───── GIVEN DATA ─────

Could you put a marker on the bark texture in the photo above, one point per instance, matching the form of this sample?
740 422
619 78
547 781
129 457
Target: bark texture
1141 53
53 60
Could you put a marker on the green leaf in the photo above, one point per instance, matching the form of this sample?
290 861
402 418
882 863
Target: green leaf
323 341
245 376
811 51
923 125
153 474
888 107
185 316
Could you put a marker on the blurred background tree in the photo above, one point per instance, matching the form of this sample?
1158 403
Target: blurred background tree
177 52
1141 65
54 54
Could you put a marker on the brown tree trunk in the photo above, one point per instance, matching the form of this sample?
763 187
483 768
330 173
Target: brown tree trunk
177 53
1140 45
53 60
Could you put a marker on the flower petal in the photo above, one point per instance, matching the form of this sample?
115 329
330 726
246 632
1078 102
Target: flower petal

─────

- [HOW TO COMPLETE THIS TASK]
In the answer, please give only the lines from the line containing "Could you put a marker on the flower" through the final line of the data, copied exactly.

- [SOLUTION FOR THIS EXERCISE]
Could you put a marker on the flower petal in the photo above, one point per instance, matching the form of this sample?
115 329
330 726
246 632
1078 102
Target: flower petal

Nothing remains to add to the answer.